» **Your objective**: Which studies does the reply on prone positioning during ECMO name by first author followed by "et al."?
(Given text begins)
Prone Positioning During Venovenous Extracorporeal Membrane Oxygenation for Acute Respiratory Distress Syndrome: Reply

Wynne Hsing Poon 2, Kollengode Ramanathan 2,3,9, Ryan Ruiyang Ling 2, Matthieu Schmidt 4,5, Kiran Shekar 6,7,8,9

Wynne Hsing Poon and Kollengode Ramanathan have contributed equally to this work

We thank Dr Zhu for the attention and valuable comments provided regarding our article. The indications for prone positioning (PP) during extracorporeal membrane oxygenation (ECMO) were indeed variable across studies, as outlined in our Supplementary Table 2 of our original manuscript [1]. Based on our a priori criteria for sensitivity analyses (Joanna Briggs Institute score < 8), the exclusion of study by Garcia et al., which primarily focused on COVID-19 patients, was not indicated. While we note that the sensitivity analysis suggested found significant survival benefits, this would be an unplanned post-hoc analysis, which should be considered exploratory and interpreted carefully [5].

Despite varied indications for PP, the baseline PF ratio reported by Garcia et al. (82.3 ± 22.5) was relatively similar to Giani et al. (73 ± 29) and Schmidt et al. (all patients, 60 [54–68]), suggesting a similar degree of refractory hypoxemia despite ECMO support. Additionally, metaregression analysis found that PF ratio did not independently influence patient survival. Though establishing an inter-relationship between disease severity or ARDS phenotypes and concurrent PP during ECMO goes beyond the scope of our meta-analysis, we wholly agree with Dr. Zhu that further studies should be conducted to shed light on these thought-provoking insights.
(Given text ends)
(Material provided begins)
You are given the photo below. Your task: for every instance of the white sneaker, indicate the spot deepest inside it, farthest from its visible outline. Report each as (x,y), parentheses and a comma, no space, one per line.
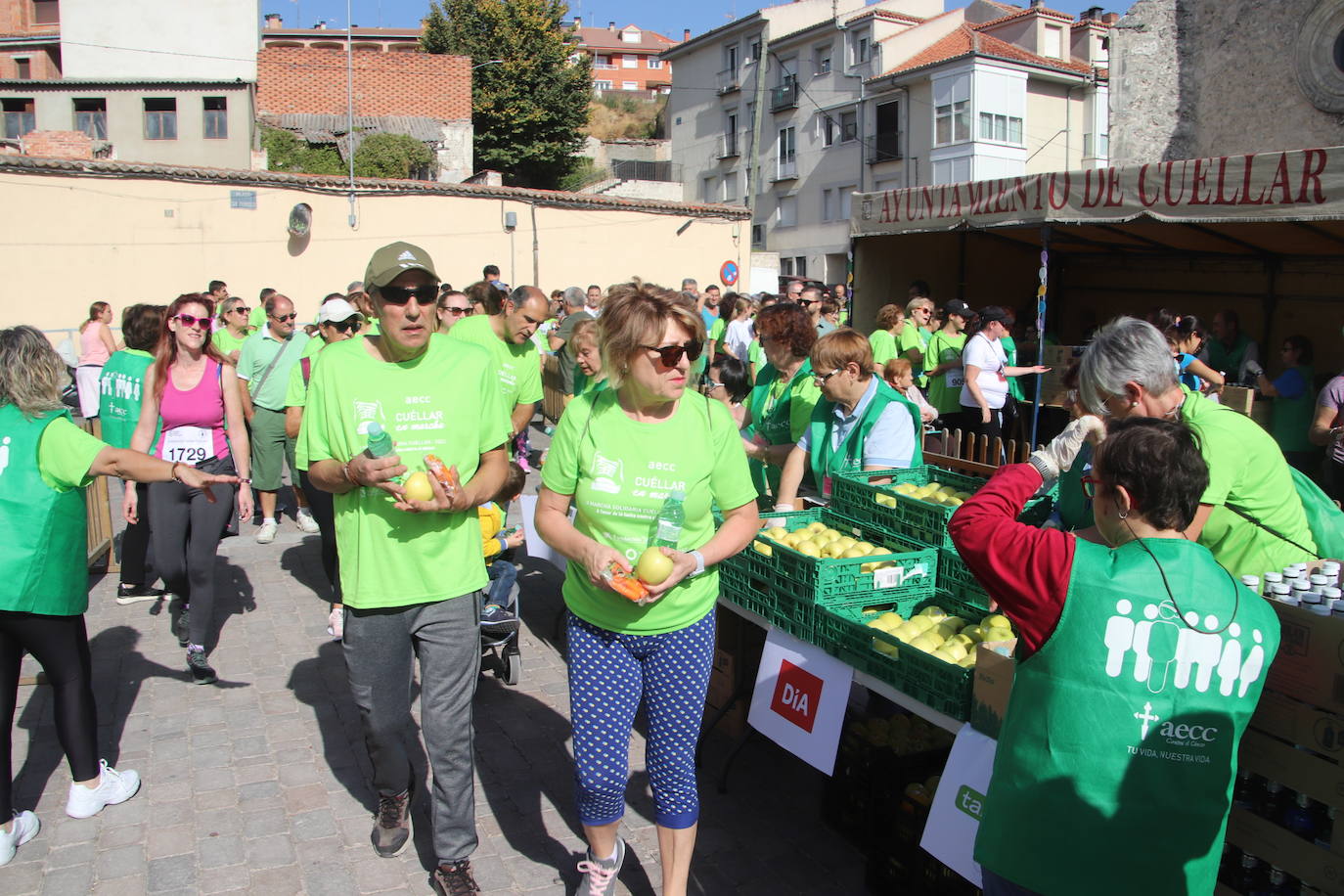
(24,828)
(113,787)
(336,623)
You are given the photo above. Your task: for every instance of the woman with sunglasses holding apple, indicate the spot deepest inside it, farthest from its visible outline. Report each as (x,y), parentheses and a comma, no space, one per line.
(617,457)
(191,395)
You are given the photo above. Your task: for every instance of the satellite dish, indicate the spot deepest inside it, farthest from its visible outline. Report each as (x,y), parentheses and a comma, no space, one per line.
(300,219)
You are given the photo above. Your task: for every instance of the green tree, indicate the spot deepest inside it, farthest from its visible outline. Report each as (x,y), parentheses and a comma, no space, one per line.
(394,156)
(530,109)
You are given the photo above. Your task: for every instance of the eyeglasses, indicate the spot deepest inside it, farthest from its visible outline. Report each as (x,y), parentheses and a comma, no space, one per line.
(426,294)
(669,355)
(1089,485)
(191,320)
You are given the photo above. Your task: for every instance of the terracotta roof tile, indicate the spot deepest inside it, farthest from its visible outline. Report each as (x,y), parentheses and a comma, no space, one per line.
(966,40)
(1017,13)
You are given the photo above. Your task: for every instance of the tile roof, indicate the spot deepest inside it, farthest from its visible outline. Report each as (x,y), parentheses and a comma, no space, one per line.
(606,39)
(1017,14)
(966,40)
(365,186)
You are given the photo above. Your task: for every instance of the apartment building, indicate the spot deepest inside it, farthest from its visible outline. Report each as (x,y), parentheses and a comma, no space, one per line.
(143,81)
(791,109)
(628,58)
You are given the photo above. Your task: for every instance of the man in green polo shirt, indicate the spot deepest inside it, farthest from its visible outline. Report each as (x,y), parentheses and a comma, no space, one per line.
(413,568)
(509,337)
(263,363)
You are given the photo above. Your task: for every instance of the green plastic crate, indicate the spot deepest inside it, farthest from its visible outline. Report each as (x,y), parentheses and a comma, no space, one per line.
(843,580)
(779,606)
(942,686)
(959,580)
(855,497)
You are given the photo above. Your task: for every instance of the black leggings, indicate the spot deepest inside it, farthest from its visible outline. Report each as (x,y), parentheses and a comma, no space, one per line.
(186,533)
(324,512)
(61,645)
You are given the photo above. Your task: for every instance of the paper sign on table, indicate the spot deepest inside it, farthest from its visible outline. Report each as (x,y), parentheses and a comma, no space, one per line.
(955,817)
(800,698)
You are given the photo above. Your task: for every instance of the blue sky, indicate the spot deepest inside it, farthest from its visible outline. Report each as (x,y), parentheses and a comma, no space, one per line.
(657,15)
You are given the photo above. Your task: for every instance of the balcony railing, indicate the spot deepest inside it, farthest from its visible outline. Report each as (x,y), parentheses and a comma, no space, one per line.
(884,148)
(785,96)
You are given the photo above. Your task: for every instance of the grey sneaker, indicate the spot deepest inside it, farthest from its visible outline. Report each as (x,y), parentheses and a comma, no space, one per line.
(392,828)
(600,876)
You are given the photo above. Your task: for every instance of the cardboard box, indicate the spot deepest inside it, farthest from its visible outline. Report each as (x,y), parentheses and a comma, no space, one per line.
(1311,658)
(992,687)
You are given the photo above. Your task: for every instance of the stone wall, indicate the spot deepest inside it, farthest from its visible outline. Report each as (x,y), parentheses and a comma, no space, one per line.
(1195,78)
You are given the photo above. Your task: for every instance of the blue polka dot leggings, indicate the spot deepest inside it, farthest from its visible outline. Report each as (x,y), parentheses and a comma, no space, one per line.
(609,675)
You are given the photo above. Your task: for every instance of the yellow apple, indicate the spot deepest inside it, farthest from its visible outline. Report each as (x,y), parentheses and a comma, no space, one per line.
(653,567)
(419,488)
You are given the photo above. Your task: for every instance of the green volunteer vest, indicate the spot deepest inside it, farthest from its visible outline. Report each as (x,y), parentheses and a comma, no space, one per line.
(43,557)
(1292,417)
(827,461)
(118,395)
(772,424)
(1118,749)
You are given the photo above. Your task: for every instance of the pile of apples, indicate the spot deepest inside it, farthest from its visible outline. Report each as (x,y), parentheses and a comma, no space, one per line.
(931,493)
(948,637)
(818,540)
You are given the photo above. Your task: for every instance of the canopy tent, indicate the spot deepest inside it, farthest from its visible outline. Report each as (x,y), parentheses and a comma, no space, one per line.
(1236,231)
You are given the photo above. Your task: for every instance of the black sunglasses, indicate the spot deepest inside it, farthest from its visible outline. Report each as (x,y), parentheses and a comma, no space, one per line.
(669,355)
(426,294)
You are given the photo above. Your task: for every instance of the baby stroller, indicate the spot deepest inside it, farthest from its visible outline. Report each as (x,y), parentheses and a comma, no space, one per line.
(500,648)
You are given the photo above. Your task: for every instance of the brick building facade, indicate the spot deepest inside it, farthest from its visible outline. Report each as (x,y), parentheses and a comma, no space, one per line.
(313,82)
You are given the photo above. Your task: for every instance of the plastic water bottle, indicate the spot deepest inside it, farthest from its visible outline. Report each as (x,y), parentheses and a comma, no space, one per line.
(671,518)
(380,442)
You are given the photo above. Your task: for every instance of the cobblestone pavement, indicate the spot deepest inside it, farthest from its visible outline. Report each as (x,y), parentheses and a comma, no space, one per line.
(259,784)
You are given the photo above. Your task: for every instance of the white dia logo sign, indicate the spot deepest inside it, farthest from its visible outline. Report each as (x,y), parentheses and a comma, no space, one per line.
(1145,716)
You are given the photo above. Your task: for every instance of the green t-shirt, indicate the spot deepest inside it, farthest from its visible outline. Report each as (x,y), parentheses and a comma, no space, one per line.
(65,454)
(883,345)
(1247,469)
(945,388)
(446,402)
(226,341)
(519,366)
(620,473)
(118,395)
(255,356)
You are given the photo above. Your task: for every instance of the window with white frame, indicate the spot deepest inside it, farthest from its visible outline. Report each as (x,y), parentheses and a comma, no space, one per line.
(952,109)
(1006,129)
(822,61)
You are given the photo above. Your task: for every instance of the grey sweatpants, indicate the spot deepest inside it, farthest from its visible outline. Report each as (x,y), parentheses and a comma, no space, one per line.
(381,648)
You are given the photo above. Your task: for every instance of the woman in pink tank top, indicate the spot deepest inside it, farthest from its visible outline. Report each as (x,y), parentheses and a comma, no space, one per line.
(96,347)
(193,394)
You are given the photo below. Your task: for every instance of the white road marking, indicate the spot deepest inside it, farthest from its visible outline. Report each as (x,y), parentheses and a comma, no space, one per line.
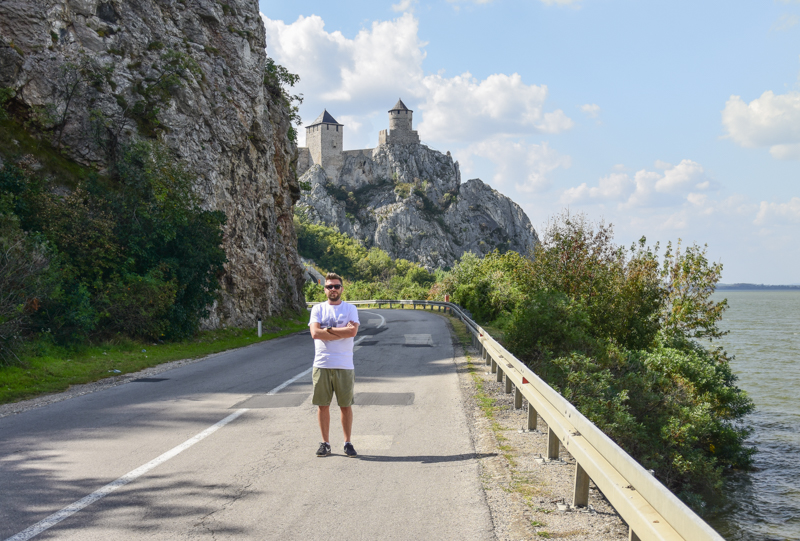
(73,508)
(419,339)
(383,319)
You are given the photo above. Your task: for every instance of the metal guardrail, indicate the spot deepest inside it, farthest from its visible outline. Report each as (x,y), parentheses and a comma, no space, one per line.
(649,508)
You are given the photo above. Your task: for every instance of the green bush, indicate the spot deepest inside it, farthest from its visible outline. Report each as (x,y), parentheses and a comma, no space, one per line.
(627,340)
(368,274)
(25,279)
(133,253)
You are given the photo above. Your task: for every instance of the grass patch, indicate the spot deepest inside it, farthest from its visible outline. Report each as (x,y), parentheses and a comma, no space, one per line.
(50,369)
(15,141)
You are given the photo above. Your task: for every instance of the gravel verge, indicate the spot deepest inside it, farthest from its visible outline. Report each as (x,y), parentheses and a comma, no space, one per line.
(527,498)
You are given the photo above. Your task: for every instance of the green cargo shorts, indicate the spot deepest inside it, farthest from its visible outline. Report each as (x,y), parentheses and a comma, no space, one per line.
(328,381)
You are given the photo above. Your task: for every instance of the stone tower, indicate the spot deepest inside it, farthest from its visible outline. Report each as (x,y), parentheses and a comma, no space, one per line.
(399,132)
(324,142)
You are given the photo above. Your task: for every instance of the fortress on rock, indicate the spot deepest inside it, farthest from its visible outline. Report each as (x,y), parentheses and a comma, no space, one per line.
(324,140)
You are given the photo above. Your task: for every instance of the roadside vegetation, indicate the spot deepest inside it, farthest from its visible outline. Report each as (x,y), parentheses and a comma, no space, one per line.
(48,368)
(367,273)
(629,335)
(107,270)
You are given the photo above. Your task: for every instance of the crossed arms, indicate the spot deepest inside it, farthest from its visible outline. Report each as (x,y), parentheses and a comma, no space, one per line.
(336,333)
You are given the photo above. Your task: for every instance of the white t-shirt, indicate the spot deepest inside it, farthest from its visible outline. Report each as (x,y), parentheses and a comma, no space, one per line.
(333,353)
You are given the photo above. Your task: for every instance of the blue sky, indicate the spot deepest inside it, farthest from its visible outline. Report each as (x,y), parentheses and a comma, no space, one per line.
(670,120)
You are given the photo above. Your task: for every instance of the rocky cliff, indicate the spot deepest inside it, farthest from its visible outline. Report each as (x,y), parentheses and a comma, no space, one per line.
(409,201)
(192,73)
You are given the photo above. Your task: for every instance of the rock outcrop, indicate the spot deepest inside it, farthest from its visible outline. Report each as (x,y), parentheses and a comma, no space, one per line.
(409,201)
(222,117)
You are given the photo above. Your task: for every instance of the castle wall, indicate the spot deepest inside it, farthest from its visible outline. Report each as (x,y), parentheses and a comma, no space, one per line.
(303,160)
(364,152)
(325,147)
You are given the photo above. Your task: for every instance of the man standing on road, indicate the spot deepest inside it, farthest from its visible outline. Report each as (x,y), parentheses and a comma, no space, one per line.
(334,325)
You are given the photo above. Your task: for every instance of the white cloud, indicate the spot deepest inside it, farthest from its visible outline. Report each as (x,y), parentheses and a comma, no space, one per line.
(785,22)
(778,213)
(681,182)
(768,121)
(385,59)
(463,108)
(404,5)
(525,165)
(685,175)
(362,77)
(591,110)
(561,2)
(Material provided ends)
» **Task output**: Garcia et al., Giani et al., Schmidt et al.